Reproduce the records word for word, from the first line down to and including the line containing "point(278, 166)".

##########

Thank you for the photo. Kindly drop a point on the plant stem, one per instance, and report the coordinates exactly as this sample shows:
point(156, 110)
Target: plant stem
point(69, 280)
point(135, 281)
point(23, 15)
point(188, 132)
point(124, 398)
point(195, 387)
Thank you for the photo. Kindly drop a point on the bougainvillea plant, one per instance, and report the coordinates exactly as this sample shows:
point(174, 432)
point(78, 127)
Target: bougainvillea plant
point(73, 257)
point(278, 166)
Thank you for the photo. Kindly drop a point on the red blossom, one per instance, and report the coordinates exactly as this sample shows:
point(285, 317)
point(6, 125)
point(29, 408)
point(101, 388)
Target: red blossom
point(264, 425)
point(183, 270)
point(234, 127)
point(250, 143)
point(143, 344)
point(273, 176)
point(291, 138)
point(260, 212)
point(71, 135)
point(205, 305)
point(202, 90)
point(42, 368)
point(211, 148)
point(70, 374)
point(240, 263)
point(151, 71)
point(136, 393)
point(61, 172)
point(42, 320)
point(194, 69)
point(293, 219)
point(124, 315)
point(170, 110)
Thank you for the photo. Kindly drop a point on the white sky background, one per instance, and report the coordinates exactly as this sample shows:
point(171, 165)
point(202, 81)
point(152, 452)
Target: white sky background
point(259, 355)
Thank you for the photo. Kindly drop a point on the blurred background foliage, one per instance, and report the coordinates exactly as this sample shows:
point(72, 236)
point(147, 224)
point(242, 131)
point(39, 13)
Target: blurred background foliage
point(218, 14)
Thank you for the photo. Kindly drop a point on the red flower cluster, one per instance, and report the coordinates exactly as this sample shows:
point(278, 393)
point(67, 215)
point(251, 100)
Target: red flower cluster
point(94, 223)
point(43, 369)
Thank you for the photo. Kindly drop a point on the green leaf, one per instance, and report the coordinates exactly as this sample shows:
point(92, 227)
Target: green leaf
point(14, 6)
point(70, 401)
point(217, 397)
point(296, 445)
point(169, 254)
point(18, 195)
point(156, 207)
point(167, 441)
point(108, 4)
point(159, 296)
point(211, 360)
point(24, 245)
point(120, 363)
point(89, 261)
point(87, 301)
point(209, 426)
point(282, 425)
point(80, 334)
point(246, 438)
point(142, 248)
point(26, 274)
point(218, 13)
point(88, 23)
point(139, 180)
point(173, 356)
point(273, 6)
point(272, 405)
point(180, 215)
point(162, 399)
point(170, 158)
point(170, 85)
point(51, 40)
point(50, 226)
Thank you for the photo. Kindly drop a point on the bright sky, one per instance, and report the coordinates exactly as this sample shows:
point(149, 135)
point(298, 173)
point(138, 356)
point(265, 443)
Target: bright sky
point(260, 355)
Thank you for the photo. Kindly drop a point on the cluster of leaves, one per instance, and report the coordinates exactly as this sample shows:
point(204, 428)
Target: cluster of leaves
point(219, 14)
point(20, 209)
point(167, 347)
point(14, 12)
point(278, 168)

##########

Exercise answer
Thank you for the photo. Kindly drop a point on the plant stem, one per instance, and report the coordinates exactly as this sample shows:
point(156, 110)
Target: plant stem
point(69, 280)
point(135, 281)
point(23, 15)
point(188, 132)
point(124, 398)
point(195, 387)
Thank you for the photo. Kindly drop a point on the bougainvillea plant, one per instance, and report the coordinates exactly as this sample shows:
point(174, 432)
point(78, 127)
Target: bougainvillea plant
point(73, 257)
point(278, 166)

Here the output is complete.